TEXTE SOURCE
- - -
Découverte au fond d’un placard à la faveur d’un inventaire, cette œuvre offerte par le roi de Siam à Louis XIV vient de retrouver la galerie des Glaces, là même où elle avait été présentée en cadeau. Parcours.
Le 1er septembre 1686, Versailles grouille d’une agitation toute particulière. L’ambassade du roi de Siam, Phra Naraï, est attendue pour une audience exceptionnelle accordée par Louis XIV. Sont présentes pas moins de mille cinq cents personnes pour assister à cet événement, aboutissement de longues années de tractations diplomatiques entre les deux royaumes. Car aussi au XVIIe siècle, il est question de jeux d’alliances ; le souverain asiatique cherche l’appui d’une grande puissance européenne, et la France souhaite reprendre la main afin de concurrencer le quasi-monopole des Pays-Bas. Une possibilité de conversion au christianisme d’un peuple dans l’ignorance étant également bien vue du très catholique Roi-Soleil… Voici donc sur les pavés de la cour d’honneur les trois ambassadeurs et leur suite en grand équipage, portant comme le saint sacrement la lettre de leur monarque gravée sur une lame d’or et enchâssée dans trois boîtes. Puis il faut imaginer leur réception dans la Grande Galerie nom d’époque de la galerie des Glaces , lieu édifié pour immortaliser la gloire de Louis XIV au cœur du château de Versailles. Sa Majesté trône, en hauteur, son siège installé sur un tapis de Perse à fond d’or étant entouré du célèbre mobilier d’argent. Le faste déployé est à la hauteur des présents déposés aux pieds royaux : canons, laques, orfèvrerie, étoffes, tapis, «quinze cens ou quinze cens cinquante pièces de porcelaines des plus belles & des plus curieuses de toutes les Indes» (Chaumont, 1686) et cornes de rhinocéros, présents plus exotiques et somptueux les uns que les autres. L’un des invités siamois déclarera au sortir de cette audience qu’après les trois grandeurs de l’Homme, de Dieu et du Paradis, il connaît désormais celle de Versailles ! Le résultat escompté ne sera cependant pas au rendez-vous : Phra Naraï est renversé en 1688 par un tyran qui ferme durablement le Siam aux Occidentaux… sauf aux Hollandais.
- - -
ACTIONS À FAIRE
1. Dites si chacune des affirmations suivantes s’accorde avec le texte sur l’ambassade du Siam à Versailles, en répondant par oui ou non et en citant mot pour mot le passage qui tranche. (a) L’ambassade du roi de Siam est reçue à Versailles le 1er septembre 1686. (b) La lettre du roi de Siam était gravée sur une lame d’argent. (c) Phra Naraï a été renversé en 1688.
2. D’après le texte sur l’ambassade du Siam à Versailles, combien de personnes assistent à l’audience ?
3. Reproduisez le passage du texte sur l’ambassade du Siam à Versailles qui s’ouvre sur les mots contenant « Découverte au fond » et se ferme sur « en cadeau. Parcours. ».

DONNÉES FOURNIES
- - -
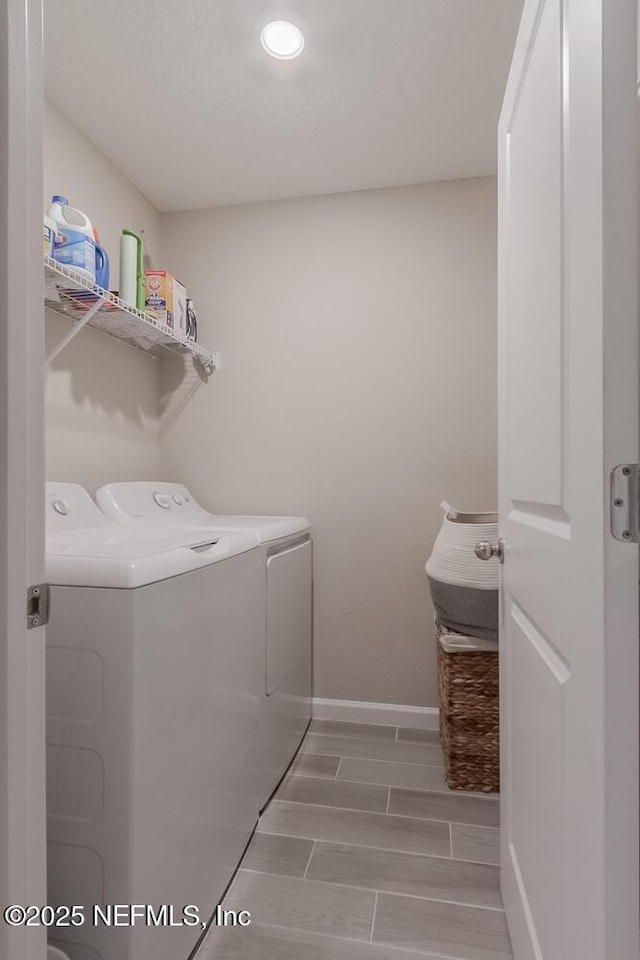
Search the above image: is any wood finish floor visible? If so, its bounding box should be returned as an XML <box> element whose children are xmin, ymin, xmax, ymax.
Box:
- - -
RÉPONSES AUX CONSIGNES
1.
(a) Oui : « Le 1er septembre 1686, Versailles grouille d’une agitation toute particulière. L’ambassade du roi de Siam, Phra Naraï, est attendue pour une audience exceptionnelle accordée par Louis XIV. »
(b) Non : « la lettre de leur monarque gravée sur une lame d’or et enchâssée dans trois boîtes »
(c) Oui : « Phra Naraï est renversé en 1688 par un tyran »

2. Pas moins de mille cinq cents personnes.

3.
Découverte au fond d’un placard à la faveur d’un inventaire, cette œuvre offerte par le roi de Siam à Louis XIV vient de retrouver la galerie des Glaces, là même où elle avait été présentée en cadeau. Parcours.